* START *

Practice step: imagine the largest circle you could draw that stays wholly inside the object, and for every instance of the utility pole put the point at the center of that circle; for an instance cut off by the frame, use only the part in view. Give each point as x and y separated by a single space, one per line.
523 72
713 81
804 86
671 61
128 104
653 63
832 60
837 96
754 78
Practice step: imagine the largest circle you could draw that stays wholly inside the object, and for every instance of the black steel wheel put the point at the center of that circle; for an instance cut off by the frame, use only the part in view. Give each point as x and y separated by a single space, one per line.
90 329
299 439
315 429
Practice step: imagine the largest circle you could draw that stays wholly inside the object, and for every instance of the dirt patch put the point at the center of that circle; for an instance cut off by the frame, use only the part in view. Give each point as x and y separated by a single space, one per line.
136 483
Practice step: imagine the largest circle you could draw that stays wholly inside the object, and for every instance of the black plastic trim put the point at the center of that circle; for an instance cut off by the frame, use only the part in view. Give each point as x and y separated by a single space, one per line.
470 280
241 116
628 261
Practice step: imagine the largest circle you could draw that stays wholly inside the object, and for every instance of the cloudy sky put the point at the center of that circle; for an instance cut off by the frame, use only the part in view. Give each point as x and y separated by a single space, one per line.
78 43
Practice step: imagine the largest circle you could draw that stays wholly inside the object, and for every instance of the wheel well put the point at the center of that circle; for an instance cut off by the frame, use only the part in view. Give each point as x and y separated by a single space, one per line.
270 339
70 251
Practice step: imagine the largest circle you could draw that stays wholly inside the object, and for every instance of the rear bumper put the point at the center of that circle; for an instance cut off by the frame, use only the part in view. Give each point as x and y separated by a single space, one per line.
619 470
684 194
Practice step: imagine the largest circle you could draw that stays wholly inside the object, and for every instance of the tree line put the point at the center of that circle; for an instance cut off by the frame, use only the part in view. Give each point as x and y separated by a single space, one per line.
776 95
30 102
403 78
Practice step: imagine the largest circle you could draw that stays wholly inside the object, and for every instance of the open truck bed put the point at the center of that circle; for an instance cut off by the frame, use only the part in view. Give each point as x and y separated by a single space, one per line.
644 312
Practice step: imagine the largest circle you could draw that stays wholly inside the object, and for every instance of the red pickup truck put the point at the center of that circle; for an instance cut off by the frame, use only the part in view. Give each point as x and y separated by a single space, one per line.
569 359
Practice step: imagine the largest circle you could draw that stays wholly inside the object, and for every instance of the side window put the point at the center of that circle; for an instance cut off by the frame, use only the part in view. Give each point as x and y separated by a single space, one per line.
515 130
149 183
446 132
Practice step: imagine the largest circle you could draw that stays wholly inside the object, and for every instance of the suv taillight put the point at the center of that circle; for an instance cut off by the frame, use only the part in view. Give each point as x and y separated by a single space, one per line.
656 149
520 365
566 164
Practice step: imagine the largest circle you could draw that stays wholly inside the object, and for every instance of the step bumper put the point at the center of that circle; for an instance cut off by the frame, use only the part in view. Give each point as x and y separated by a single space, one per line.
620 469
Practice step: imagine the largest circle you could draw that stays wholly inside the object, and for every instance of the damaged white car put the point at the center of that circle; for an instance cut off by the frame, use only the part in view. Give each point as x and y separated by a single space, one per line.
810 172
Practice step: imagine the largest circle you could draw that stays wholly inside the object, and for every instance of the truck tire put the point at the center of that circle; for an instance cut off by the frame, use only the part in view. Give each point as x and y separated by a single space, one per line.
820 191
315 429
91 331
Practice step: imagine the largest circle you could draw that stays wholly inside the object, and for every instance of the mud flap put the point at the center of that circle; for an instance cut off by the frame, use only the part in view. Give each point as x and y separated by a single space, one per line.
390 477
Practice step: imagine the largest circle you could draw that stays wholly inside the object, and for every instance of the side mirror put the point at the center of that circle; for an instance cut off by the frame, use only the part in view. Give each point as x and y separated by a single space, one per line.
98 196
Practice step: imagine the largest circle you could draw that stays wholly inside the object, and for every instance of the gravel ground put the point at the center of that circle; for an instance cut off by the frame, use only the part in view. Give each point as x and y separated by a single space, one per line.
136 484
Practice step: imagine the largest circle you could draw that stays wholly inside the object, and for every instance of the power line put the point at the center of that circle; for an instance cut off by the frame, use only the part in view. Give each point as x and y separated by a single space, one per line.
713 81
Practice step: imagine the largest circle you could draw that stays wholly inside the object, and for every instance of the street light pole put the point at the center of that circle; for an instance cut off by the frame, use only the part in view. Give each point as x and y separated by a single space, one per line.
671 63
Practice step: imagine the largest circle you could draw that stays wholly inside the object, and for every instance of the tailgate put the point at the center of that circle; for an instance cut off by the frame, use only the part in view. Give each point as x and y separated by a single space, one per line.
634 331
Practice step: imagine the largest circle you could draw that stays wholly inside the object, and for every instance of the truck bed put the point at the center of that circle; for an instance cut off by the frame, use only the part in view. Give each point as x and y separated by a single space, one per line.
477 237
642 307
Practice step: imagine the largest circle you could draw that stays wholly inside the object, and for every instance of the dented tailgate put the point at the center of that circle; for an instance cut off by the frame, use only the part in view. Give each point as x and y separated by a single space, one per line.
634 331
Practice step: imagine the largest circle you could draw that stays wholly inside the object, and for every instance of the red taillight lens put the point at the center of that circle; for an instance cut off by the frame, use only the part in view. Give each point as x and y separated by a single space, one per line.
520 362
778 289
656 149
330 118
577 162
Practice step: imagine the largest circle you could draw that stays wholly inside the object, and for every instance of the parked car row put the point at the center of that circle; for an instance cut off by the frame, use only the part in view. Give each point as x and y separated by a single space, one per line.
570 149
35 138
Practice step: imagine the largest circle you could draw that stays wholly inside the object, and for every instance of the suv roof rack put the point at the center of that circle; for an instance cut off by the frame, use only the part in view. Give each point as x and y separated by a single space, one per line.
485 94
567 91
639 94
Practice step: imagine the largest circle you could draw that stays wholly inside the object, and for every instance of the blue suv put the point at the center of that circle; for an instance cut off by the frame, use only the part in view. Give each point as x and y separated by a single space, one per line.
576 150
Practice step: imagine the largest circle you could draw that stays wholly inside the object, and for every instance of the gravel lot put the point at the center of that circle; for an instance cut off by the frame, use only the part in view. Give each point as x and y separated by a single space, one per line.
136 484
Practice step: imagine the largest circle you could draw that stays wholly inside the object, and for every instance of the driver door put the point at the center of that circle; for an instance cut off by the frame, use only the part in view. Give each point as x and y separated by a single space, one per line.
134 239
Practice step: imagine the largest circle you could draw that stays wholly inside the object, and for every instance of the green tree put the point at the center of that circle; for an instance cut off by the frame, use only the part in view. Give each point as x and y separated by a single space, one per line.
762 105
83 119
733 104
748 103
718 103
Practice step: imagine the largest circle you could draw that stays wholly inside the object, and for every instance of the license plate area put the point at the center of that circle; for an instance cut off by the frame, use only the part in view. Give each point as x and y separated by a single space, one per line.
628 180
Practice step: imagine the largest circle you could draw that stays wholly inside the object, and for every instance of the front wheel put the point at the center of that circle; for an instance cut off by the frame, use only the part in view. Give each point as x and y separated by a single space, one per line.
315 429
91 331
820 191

* END *

**DIRECTIONS FOR THIS TASK:** Render every line of the rows above as a Markdown table with two columns: n for the line number and Line for the text. Skip any blank lines.

**FULL ANSWER:**
| n | Line |
|---|---|
| 1 | Practice step: imagine the largest circle you could draw that stays wholly inside the object, and for every instance of the utility pole put the point at the center of that circle; for an instance cut off by the frame, use only the part in view. Give each point as x and y separated by a single space, one per line. |
| 2 | 523 72 |
| 3 | 713 81 |
| 4 | 804 86 |
| 5 | 671 61 |
| 6 | 128 104 |
| 7 | 653 63 |
| 8 | 832 60 |
| 9 | 837 96 |
| 10 | 754 78 |
| 11 | Practice step: imagine the largest circle you could draw that stays wholly inside the object, and for every instance of the black steel wheel put the point at the center of that circle; for an instance cut off by the frame, use only the part in view. Give each point as x and y separated by a single space, one per line. |
| 12 | 90 329 |
| 13 | 299 439 |
| 14 | 315 429 |
| 15 | Practice step: imagine the largest circle you could draw that stays wholly inside the object, and for every instance of the dirt patch put the point at the center of that circle; for an instance cut off by the frame, use only the part in view. Give each point as x and y separated by a single space, one per line. |
| 16 | 136 483 |
| 17 | Practice step: imagine the largest circle you could draw that stays wholly inside the object, and for every instance of the black plastic trim put the point at the center of that circle; for an instance cut off by the frame, use only the part in view. Give each point as x and y separated by a single space, one per line. |
| 18 | 470 280 |
| 19 | 241 116 |
| 20 | 628 261 |
| 21 | Practice step: imagine the largest circle you could draw that stays wholly inside the object, and for every instance of the cloudy sky put the point at the center of that circle; for an instance cut off by the frame, use only the part in view. Give each point as x and y separated by a single space, one per line. |
| 22 | 78 43 |
| 23 | Practice step: imagine the largest circle you could draw that stays wholly inside the object, and for every instance of the wheel well put the point at the center of that circle; for an instance cut off by the frame, use only the part in view. Give each point as x and y separated by a single space, one per line. |
| 24 | 270 339 |
| 25 | 70 251 |
| 26 | Practice step: imagine the largest circle you could draw that stays wholly inside the object, and for every instance of the rear bumper put the point at the center of that circle; for an instance cut off by the frame, use only the part in view. Give each point as x and y separated by a single space, one per line. |
| 27 | 619 470 |
| 28 | 684 194 |
| 29 | Practice step: imagine the largest circle you could draw that stays wholly inside the object, and for every instance of the tree line put the point at the center of that circle; for an instance cut off by the frame, use only the part in view. Give each point as x and y separated by a single space, one per line. |
| 30 | 776 95 |
| 31 | 30 102 |
| 32 | 403 78 |
| 33 | Practice step: imagine the largest circle you could draw that stays wholly inside the object, and for every instance of the open truck bed put the point at the center of that circle; for an instance cut off by the frame, use only the part in view. Give each point as x and y separated by a single space, one per line. |
| 34 | 644 312 |
| 35 | Practice step: imagine the largest circle you could draw that stays wholly inside the object, and for every instance of the red pickup truck put the point at the center of that circle; for an instance cut off by the frame, use only the part in view. Give each point as x and y separated by a single space, one per line. |
| 36 | 569 359 |
| 37 | Practice step: imagine the largest circle you could draw that stays wholly inside the object, and for every instance of the side window put the point at the center of that circle; for an instance cut off by the frame, use only the part in view. Give each point as x and y separated by a single space, one per line. |
| 38 | 515 130 |
| 39 | 149 183 |
| 40 | 446 132 |
| 41 | Practice step: imagine the largest circle you could draw that stays wholly inside the object, and for every instance of the suv taillight put the point at the center of that circle; for an instance cut off by the frame, use only the part in view. Give each point as x and y separated by a single space, one per line. |
| 42 | 656 149 |
| 43 | 520 365 |
| 44 | 566 164 |
| 45 | Practice step: imagine the largest circle you could draw that stays wholly inside the object, and for every instance of the step bumper put the point at the center of that circle; for an instance cut off by the frame, use only the part in view. Give each point as x and y separated by a single space, one per line. |
| 46 | 620 469 |
| 47 | Practice step: imagine the largest circle you could draw that stays wholly inside the object, and for every instance of the damaged white car put the point at the center of that circle; for an instance cut off by the frame, use only the part in view. Give each point as x and y separated by a single space, one per line. |
| 48 | 810 172 |
| 49 | Practice step: imagine the largest circle you could draw that stays wholly inside the object, and for every instance of the truck tire put the point at the center of that circle; for an instance cut off by the frame, use only the part in view. Give each point as x and y separated by a single space, one per line. |
| 50 | 820 191 |
| 51 | 315 429 |
| 52 | 91 331 |
| 53 | Practice step: imagine the largest circle you could draw that stays wholly inside the object, and for every instance of the mud flap put the point at the center of that circle; for an instance cut off by the frame, use only the part in view. Give each point as x and y separated by a single space, one per line. |
| 54 | 390 477 |
| 55 | Practice step: imagine the largest circle you could draw that stays wholly inside the object, and for every instance of the side mirror put the point at the center of that circle; for an instance cut off by the frame, use only the part in view. Give each point as x and y separated by a single space, one per line. |
| 56 | 98 196 |
| 57 | Practice step: imagine the largest circle you could draw that stays wholly inside the object, and for every instance of the gravel ground put the point at the center of that circle; for an instance cut off by the frame, use only the part in view. Give each point as x and y separated by a single space, one per line. |
| 58 | 136 484 |
| 59 | Practice step: imagine the largest circle you could draw that stays wholly inside the object, and for every instance of the power line put the point at the center of that circle; for an instance cut off by the frame, use only the part in view. Give each point as x and y separated by a single space, one per line. |
| 60 | 713 81 |
| 61 | Practice step: imagine the largest circle you could draw that stays wholly inside the object, and for every instance of the street light pole put the point at the center of that circle; for an instance cut off by the frame, use only the part in view. Give each point as x and y separated by a single space, one per line. |
| 62 | 671 63 |
| 63 | Practice step: imagine the largest circle you could draw that stays wholly inside the object, and for every instance of the tailgate put the point at the center of that circle; for an instance cut off by the frame, use only the part in view. Give each point as x and y separated by a single space, one per line. |
| 64 | 634 331 |
| 65 | Practice step: imagine the largest circle you could draw that stays wholly inside the object, and for every instance of the truck bed put the point at the center of that circle; for an instance cut off by the frame, use only the part in view. Give each point as x and y separated by a single space, one per line. |
| 66 | 477 237 |
| 67 | 642 307 |
| 68 | Practice step: imagine the largest circle you could draw that stays wholly inside the object, and for every instance of the dented tailgate put the point at the center of that circle; for an instance cut off by the frame, use only the part in view. Give each point as x and y separated by a single space, one per line. |
| 69 | 634 331 |
| 70 | Practice step: imagine the largest circle you could draw that stays wholly inside the object, and for every instance of the red taillight lens put the point at the center of that circle; for an instance cut off by the frame, use only the part in view. Give each point as x and y separated by a single space, one per line. |
| 71 | 520 362 |
| 72 | 778 289 |
| 73 | 656 149 |
| 74 | 330 118 |
| 75 | 577 162 |
| 76 | Practice step: imagine the largest circle you could draw that stays wholly inside the object, and for every instance of the parked car row put the point at the center of that circle; for an instance cut off by the frame, use only the part in view. Give each point as x and y separated by a single space, one per line. |
| 77 | 570 149 |
| 78 | 35 138 |
| 79 | Practice step: imagine the largest circle you could draw that stays wholly inside the object, and for every instance of the suv roof rack put the point at the center of that circle; for an instance cut off by the frame, use only the part in view. Give each point as x and y separated by a single space, one per line. |
| 80 | 485 94 |
| 81 | 567 91 |
| 82 | 639 94 |
| 83 | Practice step: imagine the largest circle you could draw that stays wholly inside the object, and for every instance of the blue suv put the point at the center of that circle; for an instance cut off by the frame, use only the part in view. Give each point as x and y separated by a single space, one per line. |
| 84 | 576 150 |
| 85 | Practice step: imagine the largest circle you could draw that stays wholly inside the object, and for every instance of the gravel lot put the point at the center of that circle; for an instance cut off by the frame, use only the part in view. Give each point as x and y separated by a single space, one per line. |
| 86 | 136 484 |
| 87 | Practice step: imagine the largest circle you could draw that stays wholly inside the object, and for every instance of the driver door put the point at the center of that circle; for an instance cut off by the frame, use only the part in view. Give each point as x and y separated by a single space, one per line. |
| 88 | 134 239 |
| 89 | Practice step: imagine the largest circle you could draw that stays wholly inside the object, and for every instance of the green tree put the point at the center of that circle; for an instance cut off by the frame, use only the part in view. Give each point as x and y separated by a single space, one per line. |
| 90 | 762 105 |
| 91 | 83 119 |
| 92 | 733 104 |
| 93 | 748 103 |
| 94 | 718 103 |
| 95 | Practice step: imagine the largest circle you could draw that stays wholly inside the object, and for every instance of the license plate area put the point at the center of that circle; for an instance cut off by the frame, use only the part in view. Give each point as x and y separated by a single space, one per line. |
| 96 | 628 180 |
| 97 | Practice step: imagine the largest circle you could draw that stays wholly inside the object, and for every instance of the front wheel put the point at the center of that circle; for an instance cut off by the frame, use only the part in view. Give each point as x and y separated by a single space, one per line. |
| 98 | 315 429 |
| 99 | 91 331 |
| 100 | 820 191 |